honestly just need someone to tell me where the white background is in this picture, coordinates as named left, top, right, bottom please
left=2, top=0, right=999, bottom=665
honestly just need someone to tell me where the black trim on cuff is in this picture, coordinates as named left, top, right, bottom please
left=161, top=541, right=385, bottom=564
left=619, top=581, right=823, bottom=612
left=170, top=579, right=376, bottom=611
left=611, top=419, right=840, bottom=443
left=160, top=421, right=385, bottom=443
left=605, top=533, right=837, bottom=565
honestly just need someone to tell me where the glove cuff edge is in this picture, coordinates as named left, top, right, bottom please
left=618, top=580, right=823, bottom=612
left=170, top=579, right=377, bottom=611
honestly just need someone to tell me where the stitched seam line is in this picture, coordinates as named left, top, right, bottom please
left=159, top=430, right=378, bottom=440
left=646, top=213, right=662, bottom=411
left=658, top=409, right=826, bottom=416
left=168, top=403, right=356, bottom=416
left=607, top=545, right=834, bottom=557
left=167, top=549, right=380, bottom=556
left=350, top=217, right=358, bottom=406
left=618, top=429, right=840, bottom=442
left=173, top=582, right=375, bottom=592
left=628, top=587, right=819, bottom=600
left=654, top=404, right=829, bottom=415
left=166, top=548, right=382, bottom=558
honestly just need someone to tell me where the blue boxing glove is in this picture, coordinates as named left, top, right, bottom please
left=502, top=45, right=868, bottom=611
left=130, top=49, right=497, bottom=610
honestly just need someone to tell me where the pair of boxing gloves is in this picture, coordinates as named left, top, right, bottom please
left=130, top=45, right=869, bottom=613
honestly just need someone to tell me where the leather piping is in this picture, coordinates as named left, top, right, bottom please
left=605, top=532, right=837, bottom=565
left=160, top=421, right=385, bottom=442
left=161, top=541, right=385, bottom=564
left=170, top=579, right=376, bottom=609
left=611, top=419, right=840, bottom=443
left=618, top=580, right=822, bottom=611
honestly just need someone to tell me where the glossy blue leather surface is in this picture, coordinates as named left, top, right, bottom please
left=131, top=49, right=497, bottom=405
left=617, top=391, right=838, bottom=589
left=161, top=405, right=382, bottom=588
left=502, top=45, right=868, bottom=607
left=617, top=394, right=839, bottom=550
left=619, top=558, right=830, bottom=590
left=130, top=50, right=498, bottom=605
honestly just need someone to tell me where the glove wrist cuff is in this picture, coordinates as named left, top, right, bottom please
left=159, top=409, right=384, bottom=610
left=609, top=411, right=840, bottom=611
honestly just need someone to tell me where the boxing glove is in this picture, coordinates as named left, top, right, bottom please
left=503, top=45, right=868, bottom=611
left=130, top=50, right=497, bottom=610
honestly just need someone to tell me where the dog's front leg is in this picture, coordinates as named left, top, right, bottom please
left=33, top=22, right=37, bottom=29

#####

● TASK DIRECTIONS
Set down the whole listing exactly.

● TASK ANSWER
honestly just need someone to tell me where the white background is in this picture, coordinates as named left, top, right, bottom please
left=2, top=0, right=999, bottom=665
honestly just need someone to tell me where the black trim on cuff is in this picture, coordinates as named left, top, right, bottom please
left=161, top=541, right=385, bottom=564
left=619, top=581, right=823, bottom=612
left=170, top=579, right=376, bottom=611
left=611, top=419, right=840, bottom=443
left=160, top=421, right=385, bottom=443
left=605, top=533, right=837, bottom=565
honestly just need someone to tell me where the glove cuff edge is in this picture, coordinates as named left, top, right, bottom please
left=618, top=580, right=823, bottom=612
left=170, top=579, right=377, bottom=611
honestly just need someone to tell me where the stitched seam line is in this picture, coordinates as named left, top, right, bottom please
left=159, top=430, right=378, bottom=440
left=646, top=213, right=662, bottom=411
left=658, top=409, right=826, bottom=416
left=168, top=403, right=356, bottom=416
left=607, top=545, right=834, bottom=557
left=167, top=549, right=380, bottom=556
left=350, top=217, right=358, bottom=406
left=618, top=429, right=840, bottom=442
left=173, top=582, right=375, bottom=592
left=628, top=587, right=819, bottom=600
left=654, top=404, right=829, bottom=415
left=166, top=548, right=382, bottom=558
honestly just need someone to tell me where the blue boxing glove is in this picture, coordinates as named left, top, right, bottom please
left=502, top=45, right=868, bottom=611
left=130, top=49, right=497, bottom=610
honestly just need someone to tell me where the pair of boxing gloves is in this picture, coordinates as named left, top, right, bottom please
left=130, top=45, right=869, bottom=613
honestly just need someone to tell me where the leather piping is in this picture, coordinates as named left, top, right, bottom please
left=605, top=532, right=837, bottom=565
left=160, top=421, right=385, bottom=442
left=161, top=541, right=385, bottom=564
left=170, top=579, right=376, bottom=609
left=611, top=419, right=840, bottom=443
left=618, top=580, right=822, bottom=611
honestly just need someone to tell me where the glossy blue leather surface is in this picture, coordinates as named left, top, right, bottom please
left=131, top=49, right=497, bottom=405
left=617, top=391, right=838, bottom=589
left=161, top=405, right=382, bottom=588
left=502, top=45, right=868, bottom=607
left=617, top=394, right=839, bottom=550
left=619, top=558, right=830, bottom=590
left=130, top=50, right=498, bottom=605
honestly just need someone to tell me where the glove wrist cuff is in this picture, coordinates as named left, top, right, bottom please
left=159, top=409, right=384, bottom=610
left=609, top=411, right=840, bottom=611
honestly just need someone to tell me where the boxing glove is in this picture, coordinates as named left, top, right, bottom please
left=503, top=45, right=868, bottom=611
left=130, top=50, right=497, bottom=610
honestly just need someone to tell me where the dog's front leg is in this picture, coordinates as named left, top, right, bottom please
left=33, top=22, right=37, bottom=29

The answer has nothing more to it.